◆ What is required ◆
Write each line exactly, from the line that holds "Locate every instance of the window in" through the final line of the material, and no other line.

(Records from a dataset)
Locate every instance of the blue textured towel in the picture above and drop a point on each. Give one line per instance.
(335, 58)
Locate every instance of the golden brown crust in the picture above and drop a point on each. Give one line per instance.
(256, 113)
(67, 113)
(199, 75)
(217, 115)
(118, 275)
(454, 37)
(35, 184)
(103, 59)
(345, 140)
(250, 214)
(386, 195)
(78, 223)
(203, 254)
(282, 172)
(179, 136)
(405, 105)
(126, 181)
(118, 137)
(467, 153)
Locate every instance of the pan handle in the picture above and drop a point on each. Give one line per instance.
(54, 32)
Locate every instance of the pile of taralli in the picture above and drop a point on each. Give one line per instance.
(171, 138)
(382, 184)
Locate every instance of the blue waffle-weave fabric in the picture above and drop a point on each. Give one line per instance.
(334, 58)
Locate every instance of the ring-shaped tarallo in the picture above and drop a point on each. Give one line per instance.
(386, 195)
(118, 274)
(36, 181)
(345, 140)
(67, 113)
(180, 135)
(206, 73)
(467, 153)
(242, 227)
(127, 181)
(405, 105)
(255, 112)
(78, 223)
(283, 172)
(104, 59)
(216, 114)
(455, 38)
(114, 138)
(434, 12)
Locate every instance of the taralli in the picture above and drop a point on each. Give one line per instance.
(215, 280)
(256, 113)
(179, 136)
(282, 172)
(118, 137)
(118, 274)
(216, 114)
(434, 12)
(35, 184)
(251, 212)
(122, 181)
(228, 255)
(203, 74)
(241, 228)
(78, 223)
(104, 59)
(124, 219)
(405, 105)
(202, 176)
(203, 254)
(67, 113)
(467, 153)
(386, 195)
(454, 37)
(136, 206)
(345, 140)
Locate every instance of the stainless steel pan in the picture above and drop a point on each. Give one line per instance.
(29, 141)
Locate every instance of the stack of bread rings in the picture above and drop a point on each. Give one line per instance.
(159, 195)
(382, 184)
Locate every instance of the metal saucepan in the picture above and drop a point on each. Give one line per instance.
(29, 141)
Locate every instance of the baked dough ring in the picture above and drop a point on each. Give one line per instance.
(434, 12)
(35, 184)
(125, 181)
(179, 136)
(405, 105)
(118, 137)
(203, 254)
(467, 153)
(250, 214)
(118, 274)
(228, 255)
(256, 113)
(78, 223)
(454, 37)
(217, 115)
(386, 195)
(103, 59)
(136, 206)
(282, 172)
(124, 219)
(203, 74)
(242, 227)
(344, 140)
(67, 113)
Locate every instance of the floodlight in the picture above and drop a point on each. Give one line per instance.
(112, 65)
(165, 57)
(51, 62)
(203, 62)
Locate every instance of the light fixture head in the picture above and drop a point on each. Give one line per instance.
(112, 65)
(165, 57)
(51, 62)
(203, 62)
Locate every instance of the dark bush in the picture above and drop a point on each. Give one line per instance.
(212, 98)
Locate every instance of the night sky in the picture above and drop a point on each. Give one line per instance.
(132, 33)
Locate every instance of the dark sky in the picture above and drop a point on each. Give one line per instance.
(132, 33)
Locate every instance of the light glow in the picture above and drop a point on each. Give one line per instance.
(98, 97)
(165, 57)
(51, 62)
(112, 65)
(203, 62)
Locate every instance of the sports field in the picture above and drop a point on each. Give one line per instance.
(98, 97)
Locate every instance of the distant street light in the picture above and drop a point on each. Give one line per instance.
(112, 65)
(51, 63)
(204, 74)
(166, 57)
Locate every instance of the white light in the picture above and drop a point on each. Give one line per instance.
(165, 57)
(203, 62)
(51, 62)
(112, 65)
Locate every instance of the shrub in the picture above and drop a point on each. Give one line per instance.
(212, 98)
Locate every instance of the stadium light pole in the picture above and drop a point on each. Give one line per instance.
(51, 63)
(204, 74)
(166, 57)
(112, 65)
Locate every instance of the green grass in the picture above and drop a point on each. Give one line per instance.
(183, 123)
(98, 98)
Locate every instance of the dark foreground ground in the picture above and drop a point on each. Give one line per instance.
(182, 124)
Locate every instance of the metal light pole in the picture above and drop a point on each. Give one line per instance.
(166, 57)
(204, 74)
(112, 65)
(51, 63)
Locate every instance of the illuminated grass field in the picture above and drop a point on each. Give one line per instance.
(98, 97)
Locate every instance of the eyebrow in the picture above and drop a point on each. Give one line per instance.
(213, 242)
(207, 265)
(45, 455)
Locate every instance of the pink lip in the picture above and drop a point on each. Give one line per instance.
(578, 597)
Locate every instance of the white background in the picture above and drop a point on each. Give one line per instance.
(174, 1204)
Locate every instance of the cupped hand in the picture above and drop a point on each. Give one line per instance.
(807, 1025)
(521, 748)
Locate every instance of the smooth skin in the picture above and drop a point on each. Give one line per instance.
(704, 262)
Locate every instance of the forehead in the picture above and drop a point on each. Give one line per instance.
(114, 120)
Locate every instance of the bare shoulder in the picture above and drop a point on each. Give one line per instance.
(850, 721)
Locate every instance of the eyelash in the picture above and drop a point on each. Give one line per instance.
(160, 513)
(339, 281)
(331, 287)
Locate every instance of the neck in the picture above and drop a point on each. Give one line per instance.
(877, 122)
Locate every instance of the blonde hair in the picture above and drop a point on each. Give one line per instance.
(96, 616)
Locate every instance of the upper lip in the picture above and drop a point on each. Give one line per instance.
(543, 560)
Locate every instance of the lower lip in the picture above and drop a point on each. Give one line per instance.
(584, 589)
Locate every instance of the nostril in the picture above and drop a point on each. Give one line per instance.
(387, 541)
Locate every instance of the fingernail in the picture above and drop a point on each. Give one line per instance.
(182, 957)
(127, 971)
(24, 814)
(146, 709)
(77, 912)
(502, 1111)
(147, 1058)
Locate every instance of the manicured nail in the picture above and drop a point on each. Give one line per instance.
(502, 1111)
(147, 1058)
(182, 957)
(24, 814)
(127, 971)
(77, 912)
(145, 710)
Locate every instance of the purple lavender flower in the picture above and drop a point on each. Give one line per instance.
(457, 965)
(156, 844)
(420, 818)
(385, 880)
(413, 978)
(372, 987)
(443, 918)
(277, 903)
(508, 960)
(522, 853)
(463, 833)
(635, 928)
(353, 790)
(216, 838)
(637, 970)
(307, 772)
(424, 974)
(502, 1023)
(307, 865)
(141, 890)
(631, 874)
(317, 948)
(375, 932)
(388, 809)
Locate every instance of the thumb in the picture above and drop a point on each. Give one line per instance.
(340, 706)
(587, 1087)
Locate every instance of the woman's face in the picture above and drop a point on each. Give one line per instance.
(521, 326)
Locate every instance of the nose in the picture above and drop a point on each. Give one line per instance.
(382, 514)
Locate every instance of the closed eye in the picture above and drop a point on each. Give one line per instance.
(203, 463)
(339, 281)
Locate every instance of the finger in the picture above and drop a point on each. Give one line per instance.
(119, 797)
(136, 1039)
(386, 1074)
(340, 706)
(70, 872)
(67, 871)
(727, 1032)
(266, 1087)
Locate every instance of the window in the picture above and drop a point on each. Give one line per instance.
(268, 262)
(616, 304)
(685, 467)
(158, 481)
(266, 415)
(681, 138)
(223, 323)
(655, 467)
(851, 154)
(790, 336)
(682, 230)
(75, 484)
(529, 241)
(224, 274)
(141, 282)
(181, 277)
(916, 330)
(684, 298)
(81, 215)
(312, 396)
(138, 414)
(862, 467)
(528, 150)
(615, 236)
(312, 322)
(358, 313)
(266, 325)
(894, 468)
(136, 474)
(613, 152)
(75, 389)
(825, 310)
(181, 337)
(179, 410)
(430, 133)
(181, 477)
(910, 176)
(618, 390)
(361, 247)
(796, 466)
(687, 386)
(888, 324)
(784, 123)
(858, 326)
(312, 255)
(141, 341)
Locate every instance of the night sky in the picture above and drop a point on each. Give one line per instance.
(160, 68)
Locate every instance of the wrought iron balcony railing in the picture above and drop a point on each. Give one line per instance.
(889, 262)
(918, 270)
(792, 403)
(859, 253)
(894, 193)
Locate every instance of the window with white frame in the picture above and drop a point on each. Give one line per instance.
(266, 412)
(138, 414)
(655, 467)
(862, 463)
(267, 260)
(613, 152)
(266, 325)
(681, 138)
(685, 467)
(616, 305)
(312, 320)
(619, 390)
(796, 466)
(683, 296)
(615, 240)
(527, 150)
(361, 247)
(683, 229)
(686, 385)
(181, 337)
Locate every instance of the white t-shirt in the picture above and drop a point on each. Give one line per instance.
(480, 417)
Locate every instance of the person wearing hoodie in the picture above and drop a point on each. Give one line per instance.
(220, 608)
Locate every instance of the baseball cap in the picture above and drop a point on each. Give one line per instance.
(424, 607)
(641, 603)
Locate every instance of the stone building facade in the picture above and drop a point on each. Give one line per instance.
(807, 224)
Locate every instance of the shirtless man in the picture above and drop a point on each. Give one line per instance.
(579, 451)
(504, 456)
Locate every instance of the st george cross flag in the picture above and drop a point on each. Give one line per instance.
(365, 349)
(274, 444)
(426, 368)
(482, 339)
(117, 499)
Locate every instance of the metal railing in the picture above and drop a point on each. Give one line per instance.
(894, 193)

◆ Output of the exercise ◆
Locate every instance of the window in the picture above and drop a point on each. Give one line per instance.
(268, 262)
(616, 304)
(685, 467)
(158, 481)
(266, 415)
(681, 138)
(223, 323)
(655, 467)
(851, 154)
(790, 336)
(682, 230)
(75, 484)
(529, 241)
(224, 274)
(141, 282)
(181, 277)
(916, 330)
(684, 298)
(81, 215)
(312, 396)
(138, 414)
(862, 467)
(528, 150)
(615, 236)
(312, 322)
(358, 313)
(266, 325)
(894, 468)
(136, 474)
(613, 152)
(75, 389)
(825, 310)
(181, 337)
(179, 410)
(430, 133)
(181, 477)
(910, 176)
(618, 390)
(361, 247)
(796, 466)
(687, 386)
(888, 324)
(784, 123)
(858, 326)
(312, 255)
(141, 341)
Locate every instance of the night sky in the picture above and drop a point on each. Give one line per instance.
(160, 68)
Locate every instance of the wrought iron balcony railing in the picture above and drop a point on each. Give one line per instance.
(889, 262)
(918, 270)
(792, 403)
(859, 253)
(894, 193)
Locate every instance of the window with white frame in the picture above and drop a point on each. Give one line per instance.
(266, 412)
(138, 414)
(655, 467)
(862, 463)
(267, 260)
(613, 152)
(266, 325)
(681, 138)
(685, 467)
(616, 305)
(312, 320)
(619, 390)
(796, 466)
(683, 296)
(615, 240)
(527, 150)
(361, 247)
(683, 229)
(686, 385)
(181, 337)
Locate every instance of the white t-shirt in the picture above and drop a point on each. Give one line per instance.
(480, 417)
Locate every instance of the person wearing hoodie in the picture above and drop a point on each. Give one line per instance.
(220, 608)
Locate every instance of the baseball cap in the picture above and drop a point on each. Give one line per instance.
(424, 607)
(641, 603)
Locate every instance of the stone building facade in the picture above and drop a point on each. Give one line per instance.
(807, 224)
Locate every instance of the shirtless man in the picture above and drop a point on each. Give one line per instance.
(579, 451)
(504, 456)
Locate every instance of the st george cross flag in the picture above and drop a point on each. Give one line per instance.
(365, 349)
(274, 444)
(426, 368)
(482, 339)
(117, 499)
Locate every instance of the metal railing in the picture above and drop a point on each. Give one line per instance.
(894, 193)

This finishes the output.